**Object position labeling entries:**
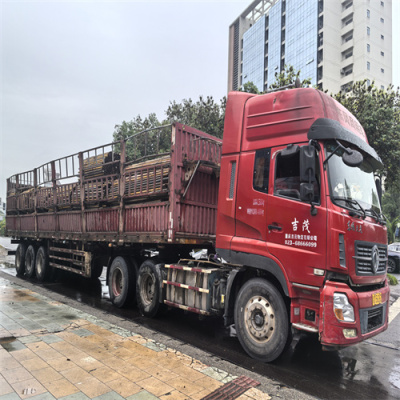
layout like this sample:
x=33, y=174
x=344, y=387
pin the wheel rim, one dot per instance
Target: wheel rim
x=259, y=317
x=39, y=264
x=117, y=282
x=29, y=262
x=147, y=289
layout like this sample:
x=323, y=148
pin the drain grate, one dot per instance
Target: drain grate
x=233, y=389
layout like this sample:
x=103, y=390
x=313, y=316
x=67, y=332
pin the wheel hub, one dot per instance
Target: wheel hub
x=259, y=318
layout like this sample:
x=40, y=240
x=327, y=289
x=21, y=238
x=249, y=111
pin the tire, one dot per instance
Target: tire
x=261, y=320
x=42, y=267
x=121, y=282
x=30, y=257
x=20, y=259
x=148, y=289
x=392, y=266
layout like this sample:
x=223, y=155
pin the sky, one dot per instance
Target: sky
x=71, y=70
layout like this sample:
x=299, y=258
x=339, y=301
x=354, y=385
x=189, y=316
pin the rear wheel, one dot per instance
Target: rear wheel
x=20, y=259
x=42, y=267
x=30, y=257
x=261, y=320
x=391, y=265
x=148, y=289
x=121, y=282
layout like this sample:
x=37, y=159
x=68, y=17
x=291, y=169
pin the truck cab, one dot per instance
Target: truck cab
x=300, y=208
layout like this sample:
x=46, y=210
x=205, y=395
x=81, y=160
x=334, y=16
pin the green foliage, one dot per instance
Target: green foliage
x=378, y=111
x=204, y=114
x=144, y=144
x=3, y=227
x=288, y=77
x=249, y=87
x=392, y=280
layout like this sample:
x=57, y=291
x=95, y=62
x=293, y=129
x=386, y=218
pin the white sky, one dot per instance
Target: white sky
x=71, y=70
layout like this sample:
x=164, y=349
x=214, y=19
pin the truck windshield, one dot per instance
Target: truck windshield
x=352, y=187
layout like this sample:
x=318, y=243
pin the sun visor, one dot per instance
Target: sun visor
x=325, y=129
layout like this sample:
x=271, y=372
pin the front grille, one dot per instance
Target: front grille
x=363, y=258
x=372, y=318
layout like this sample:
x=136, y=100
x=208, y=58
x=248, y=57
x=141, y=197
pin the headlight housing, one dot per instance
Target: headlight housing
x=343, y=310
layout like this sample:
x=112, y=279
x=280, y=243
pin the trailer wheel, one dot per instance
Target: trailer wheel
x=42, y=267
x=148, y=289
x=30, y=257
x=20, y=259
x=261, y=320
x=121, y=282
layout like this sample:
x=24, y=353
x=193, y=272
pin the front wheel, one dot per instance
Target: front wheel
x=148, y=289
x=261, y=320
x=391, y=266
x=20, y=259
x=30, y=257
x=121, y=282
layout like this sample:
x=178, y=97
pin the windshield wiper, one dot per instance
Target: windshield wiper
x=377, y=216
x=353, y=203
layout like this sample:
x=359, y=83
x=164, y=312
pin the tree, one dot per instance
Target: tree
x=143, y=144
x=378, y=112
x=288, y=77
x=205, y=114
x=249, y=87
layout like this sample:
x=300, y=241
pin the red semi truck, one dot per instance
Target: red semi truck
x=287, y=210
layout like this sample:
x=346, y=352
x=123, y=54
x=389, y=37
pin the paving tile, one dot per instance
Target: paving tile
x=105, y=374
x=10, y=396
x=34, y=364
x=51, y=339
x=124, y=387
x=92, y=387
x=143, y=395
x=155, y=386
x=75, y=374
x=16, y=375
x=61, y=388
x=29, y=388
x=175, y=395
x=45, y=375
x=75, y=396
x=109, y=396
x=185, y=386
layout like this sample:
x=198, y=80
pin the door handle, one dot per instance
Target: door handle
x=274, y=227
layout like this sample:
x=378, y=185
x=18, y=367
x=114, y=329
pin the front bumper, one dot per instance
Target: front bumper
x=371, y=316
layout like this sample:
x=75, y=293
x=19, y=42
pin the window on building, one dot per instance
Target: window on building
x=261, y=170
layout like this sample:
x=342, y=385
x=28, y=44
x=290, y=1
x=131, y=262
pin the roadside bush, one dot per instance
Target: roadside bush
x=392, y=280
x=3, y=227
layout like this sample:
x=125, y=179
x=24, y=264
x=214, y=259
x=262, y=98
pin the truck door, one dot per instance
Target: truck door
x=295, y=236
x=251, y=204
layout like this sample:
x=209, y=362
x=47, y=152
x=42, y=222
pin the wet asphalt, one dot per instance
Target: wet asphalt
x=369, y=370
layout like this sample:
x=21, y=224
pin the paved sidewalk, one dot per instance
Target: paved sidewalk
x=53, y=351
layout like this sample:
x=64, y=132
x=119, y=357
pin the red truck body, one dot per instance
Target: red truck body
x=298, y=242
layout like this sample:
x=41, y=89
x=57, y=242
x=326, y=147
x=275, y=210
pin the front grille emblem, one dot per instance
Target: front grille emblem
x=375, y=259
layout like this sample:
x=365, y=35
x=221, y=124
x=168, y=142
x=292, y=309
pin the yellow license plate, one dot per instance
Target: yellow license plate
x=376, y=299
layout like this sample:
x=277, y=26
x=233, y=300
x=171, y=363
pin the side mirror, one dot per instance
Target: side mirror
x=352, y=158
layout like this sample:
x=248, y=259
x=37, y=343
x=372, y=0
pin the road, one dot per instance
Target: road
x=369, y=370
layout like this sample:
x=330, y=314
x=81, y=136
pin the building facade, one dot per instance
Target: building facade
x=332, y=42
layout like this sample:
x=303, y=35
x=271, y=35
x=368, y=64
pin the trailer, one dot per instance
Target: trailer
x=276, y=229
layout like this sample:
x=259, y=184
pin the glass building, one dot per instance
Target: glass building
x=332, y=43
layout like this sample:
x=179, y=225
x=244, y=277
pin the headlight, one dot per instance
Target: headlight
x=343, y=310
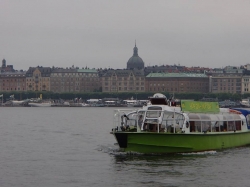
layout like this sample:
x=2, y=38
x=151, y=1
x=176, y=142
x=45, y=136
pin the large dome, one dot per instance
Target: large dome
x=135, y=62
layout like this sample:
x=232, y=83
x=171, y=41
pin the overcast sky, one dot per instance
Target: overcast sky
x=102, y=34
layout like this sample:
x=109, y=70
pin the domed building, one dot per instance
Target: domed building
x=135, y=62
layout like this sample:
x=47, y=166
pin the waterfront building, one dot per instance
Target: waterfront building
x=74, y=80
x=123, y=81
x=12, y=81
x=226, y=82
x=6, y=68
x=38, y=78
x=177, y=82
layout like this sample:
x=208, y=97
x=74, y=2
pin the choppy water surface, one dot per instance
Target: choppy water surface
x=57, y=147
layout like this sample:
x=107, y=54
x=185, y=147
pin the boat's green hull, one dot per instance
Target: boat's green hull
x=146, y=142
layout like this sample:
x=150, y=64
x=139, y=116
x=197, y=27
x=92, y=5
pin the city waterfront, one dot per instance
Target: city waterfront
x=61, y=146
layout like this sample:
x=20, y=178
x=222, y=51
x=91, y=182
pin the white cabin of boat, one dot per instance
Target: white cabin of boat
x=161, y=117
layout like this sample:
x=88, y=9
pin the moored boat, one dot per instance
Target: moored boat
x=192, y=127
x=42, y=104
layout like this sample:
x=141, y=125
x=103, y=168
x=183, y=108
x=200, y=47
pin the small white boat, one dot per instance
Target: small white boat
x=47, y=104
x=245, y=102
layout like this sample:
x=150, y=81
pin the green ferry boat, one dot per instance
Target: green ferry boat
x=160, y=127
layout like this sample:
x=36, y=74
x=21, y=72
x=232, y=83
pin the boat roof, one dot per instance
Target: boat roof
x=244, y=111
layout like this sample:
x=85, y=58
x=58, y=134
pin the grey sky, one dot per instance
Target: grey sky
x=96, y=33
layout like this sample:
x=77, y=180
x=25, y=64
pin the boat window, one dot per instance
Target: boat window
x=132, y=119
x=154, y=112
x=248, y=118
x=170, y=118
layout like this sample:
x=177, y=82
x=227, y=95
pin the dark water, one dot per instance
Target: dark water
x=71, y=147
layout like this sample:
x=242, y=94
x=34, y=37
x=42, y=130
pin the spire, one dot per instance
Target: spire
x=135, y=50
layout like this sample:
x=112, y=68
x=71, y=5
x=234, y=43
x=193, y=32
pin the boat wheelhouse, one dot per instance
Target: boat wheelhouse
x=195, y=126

**YOUR OBJECTIVE:** Rewrite the stretch from the start of the records through the line containing "x=259, y=318", swapping "drain grate" for "manhole cover" and changing nothing else. Omit the pictures.

**SOLUTION FOR THIS PROBLEM:**
layout like this sample:
x=33, y=174
x=344, y=387
pin the wheel rim, one dot per instance
Target: wheel rim
x=259, y=317
x=39, y=264
x=117, y=282
x=29, y=262
x=147, y=289
layout like this sample:
x=323, y=148
pin the manhole cover, one dot per instance
Target: manhole cover
x=233, y=389
layout like this sample:
x=103, y=390
x=313, y=316
x=67, y=332
pin the wheel hub, one dot per instance
Target: wheel hub
x=259, y=318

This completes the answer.